(Paris) Die französische Tageszeitung Le Figaro widmet der Katholischen Kirche die Titelgeschichte des wöchentlichen Le Figaro Magazine. „Geheimkrieg im Vatikan: Wie Papst Franziskus die Kirche durcheinanderbringt“. Im Mittelpunkt stehen ein „autoritärer Papst“, der eigenwillig starke Entscheidungen trifft und die wachsende Unzufriedenheit und Irritationen in der Kirche über seine Vorgangsweise, Kritiker einen nach dem anderen zu eliminieren.
Das elf Seiten umfassende Dossier des Le Figaro Magazine enthält auch ein Interview von Jean-Marie Guénois, dem Vatikanisten der französischen Tageszeitung mit Kardinal Raymond Leo Burke.
Guénois schreibt dazu: „Zum Papst gewählt, hat Franziskus schnell mit den europäischen Höflichkeitformen und alten Gewohnheiten gebrochen. Es handelt sich um eine ‚unfruchtbare Großmutter‘, hatte er Ende November in Straßburg über den Alten Kontinent gesagt. Er hat mit allem gebrochen, was das Papsttum noch an imperialen Glanz bewahrt hatte. Keine Kniebeugen mehr. Erst recht nicht der Ringkuß. Hat dieser Papst, der sich vor allem als Bischof von Rom fühlt – das Wort ‚Papst‘ kommt ihm nur selten über die Lippen – nicht erst vor wenigen Tagen einen Prälaten kritisiert, weil er zu einer Arbeitssitzung im Talar erschienen war? Nüchterner Anzug und Clergyman reichen.“
Nachfolgend das Interview von Jean-Marie Guénois mit Kardinal Raymond Burke:
Von Papst Benedikt XVI. zum Präfekten des Obersten Gerichtshofes der Apostolischen Signatur, einem Dikasterium der Römischen Kurie berufen, wurde der amerikanische Kardinal von Papst Franziskus aus seinem Amt entfernt und zum geistlichen Assistenten des Malteserordens ernannt. Ein äußert seltener Vorgang in der Kirchengeschichte. Der Kardinal hatte es gewagt, den von Papst Franziskus verfolgten Weg öffentlich zu kritisieren.
Le Figaro Magazine: Kann ein Kardinal uneinig mit dem Papst sein?
Kardinal Burke: Natürlich ist es möglich, daß ein Kardinal mit dem Papst zu Fragen der Vorgehensweise oder der pastoralen Linie uneins ist. Es ist hingegen unmöglich, daß es Meinungsverschiedenheiten zu Fragen der Glaubenslehre und der Kirchenordnung gibt. Das bedeutet, daß ein Kardinal in bestimmten Situationen die Pflicht hat, dem Papst zu sagen, was er wirklich denkt. Natürlich muß er sich immer auf respektvolle Weise äußern, weil der Papst das Petrusamt repräsentiert. Wenn der Papst Kardinäle um sich hat, dann gerade damit sie ihm Ratschläge geben.
Wurde den bei der Synode über die Familie aufgetretenen Unstimmigkeiten zu viel Bedeutung beigemessen?

* Extrahierte Einträge *
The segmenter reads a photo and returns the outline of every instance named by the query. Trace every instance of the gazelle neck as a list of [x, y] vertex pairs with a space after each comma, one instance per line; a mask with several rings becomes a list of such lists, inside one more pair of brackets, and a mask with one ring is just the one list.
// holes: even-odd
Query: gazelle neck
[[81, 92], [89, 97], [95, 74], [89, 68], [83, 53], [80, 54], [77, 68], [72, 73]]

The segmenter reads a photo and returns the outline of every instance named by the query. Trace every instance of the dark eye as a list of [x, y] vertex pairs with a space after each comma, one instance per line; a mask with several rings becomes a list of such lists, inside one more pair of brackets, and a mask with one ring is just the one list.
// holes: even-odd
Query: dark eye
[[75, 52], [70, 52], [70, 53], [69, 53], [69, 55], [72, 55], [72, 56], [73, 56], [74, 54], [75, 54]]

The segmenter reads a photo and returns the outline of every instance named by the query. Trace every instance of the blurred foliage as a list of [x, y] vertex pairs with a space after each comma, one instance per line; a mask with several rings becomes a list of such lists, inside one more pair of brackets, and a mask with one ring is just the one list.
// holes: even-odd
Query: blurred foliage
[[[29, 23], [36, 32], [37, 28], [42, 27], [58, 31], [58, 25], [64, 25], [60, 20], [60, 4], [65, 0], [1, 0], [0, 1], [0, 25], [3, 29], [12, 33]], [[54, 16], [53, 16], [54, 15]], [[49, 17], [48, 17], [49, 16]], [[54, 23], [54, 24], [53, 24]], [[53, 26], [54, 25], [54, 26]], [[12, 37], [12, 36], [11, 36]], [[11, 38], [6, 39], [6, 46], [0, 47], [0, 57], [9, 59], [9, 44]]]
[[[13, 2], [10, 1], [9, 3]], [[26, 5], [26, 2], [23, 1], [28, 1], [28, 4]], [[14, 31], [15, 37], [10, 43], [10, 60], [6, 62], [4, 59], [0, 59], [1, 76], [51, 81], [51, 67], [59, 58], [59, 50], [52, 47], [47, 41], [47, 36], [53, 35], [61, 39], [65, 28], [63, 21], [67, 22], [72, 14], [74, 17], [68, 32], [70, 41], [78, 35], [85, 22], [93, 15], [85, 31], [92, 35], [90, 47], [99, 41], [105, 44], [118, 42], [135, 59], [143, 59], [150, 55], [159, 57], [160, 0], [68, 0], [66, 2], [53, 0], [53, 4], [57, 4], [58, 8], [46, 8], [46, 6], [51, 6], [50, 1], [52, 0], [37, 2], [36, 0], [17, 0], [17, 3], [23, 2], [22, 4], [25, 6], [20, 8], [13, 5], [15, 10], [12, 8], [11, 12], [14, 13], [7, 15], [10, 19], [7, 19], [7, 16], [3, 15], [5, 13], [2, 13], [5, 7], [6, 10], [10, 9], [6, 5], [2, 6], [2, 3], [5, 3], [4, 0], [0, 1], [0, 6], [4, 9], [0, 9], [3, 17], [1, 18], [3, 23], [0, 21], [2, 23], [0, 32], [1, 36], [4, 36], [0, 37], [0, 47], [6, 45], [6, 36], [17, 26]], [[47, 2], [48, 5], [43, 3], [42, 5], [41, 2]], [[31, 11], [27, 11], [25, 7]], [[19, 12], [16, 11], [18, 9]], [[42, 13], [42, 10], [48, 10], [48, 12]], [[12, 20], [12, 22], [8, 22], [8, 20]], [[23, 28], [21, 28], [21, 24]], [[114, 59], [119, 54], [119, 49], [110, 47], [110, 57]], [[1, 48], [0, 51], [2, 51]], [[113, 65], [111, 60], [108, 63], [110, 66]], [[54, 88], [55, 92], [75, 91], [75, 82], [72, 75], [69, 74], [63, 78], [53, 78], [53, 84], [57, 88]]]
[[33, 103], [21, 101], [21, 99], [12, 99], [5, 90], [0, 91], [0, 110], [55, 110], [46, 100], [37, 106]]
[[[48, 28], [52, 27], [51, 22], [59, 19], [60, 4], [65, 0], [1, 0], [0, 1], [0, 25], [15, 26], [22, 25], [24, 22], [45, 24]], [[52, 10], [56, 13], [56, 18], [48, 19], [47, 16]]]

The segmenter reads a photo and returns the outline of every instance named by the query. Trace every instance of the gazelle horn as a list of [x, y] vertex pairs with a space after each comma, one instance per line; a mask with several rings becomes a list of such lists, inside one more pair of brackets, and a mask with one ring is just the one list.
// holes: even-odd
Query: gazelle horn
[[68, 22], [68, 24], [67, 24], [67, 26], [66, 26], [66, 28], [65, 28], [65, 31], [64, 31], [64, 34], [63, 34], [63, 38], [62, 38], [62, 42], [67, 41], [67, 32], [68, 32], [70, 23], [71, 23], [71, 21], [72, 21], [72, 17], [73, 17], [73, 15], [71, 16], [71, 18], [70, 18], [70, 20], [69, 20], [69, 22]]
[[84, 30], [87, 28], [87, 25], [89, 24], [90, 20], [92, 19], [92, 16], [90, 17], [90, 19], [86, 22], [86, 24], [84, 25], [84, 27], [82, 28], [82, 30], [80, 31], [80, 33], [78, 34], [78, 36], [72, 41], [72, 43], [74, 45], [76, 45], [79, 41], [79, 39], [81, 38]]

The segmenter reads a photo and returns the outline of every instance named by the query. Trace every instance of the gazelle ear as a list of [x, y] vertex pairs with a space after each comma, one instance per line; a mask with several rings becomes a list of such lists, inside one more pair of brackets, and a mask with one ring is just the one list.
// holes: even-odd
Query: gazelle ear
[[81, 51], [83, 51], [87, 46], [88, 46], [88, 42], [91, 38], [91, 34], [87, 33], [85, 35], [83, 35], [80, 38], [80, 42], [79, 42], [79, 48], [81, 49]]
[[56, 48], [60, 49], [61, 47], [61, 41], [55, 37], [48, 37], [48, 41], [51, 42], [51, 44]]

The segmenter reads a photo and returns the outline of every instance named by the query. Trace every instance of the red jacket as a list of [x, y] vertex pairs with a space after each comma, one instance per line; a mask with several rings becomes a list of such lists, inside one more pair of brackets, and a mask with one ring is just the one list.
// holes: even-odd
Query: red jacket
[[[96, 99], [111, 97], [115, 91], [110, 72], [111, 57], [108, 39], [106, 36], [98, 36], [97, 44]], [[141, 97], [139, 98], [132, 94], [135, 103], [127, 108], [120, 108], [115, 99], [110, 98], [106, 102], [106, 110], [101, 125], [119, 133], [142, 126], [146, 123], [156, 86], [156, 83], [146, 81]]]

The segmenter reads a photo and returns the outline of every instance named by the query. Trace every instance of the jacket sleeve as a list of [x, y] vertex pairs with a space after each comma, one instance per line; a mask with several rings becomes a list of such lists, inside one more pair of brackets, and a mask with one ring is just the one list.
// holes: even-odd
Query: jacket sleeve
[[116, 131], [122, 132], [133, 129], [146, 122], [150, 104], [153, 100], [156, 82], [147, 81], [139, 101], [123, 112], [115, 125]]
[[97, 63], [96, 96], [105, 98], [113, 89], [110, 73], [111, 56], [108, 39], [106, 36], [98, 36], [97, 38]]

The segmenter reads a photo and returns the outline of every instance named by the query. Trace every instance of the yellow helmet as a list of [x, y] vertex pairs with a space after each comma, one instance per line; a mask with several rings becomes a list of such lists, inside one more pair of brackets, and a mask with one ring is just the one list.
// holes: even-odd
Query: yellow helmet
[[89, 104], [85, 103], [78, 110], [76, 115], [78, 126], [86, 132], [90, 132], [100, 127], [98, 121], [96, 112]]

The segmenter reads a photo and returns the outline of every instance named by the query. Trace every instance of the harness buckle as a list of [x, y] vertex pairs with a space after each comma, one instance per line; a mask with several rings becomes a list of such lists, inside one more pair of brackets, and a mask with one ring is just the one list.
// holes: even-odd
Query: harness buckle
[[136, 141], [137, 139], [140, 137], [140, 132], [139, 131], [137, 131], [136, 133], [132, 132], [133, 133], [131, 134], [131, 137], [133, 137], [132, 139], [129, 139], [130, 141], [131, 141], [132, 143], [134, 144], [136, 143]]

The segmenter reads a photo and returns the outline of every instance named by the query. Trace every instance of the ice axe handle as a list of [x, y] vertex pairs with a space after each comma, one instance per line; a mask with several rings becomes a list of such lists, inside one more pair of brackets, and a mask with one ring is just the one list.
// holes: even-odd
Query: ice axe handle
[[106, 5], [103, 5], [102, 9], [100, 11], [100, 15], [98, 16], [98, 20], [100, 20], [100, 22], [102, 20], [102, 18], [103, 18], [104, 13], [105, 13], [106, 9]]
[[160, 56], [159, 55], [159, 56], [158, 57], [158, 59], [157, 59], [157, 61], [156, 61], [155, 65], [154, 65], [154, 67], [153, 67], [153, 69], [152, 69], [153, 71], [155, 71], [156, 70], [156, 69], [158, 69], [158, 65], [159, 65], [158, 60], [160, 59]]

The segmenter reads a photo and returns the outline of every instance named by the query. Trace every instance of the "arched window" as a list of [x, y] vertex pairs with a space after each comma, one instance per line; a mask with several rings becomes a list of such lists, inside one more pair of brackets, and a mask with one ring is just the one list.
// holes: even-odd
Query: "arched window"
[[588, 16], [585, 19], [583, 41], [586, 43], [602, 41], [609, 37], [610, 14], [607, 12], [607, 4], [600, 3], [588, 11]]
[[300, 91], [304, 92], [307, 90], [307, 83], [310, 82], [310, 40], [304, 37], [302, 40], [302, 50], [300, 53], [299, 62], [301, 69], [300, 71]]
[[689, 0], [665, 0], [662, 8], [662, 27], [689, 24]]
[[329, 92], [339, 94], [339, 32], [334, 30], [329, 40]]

* Aufgabenstellung *
1. Zu welchem Amt hat Papst Franziskus laut dem Textauszug über den Vatikan Kardinal Burke ernannt?
2. Führe den Textauszug über den Vatikan im Anschluss an seinen letzten Satz fort.

* Übungsergebnisse *
1. Zum geistlichen Assistenten des Malteserordens.

2.
Seltsam ist bei diesem Dossier über die wiederverheiratet Geschiedenen, daß jene, die daran erinnert und vertreten haben, was die lateinische Kirche immer gelehrt hat, beschuldigt wurden, gegen den Heiligen Vater zu sein und nicht in Einklang mit der Kirche zu stehen … Das ist unglaublich! Die Kirche hatte immer theologische Dispute und harte Auseinandersetzungen gekannt, in denen Theologen und Kardinäle veranlaßt waren, ihre Meinung zu sagen. Wenn ich also gemeinsam mit anderen Kardinälen eine Studie zu diesem Thema veröffentlicht habe, um meine Meinung darzulegen, dann ist das im Geist einer wahrhaftigen theologischen Diskussion zum Zweck der Wahrheitsfindung geschehen.
Hat es Sie erschüttert, was bei der Synode geschehen ist?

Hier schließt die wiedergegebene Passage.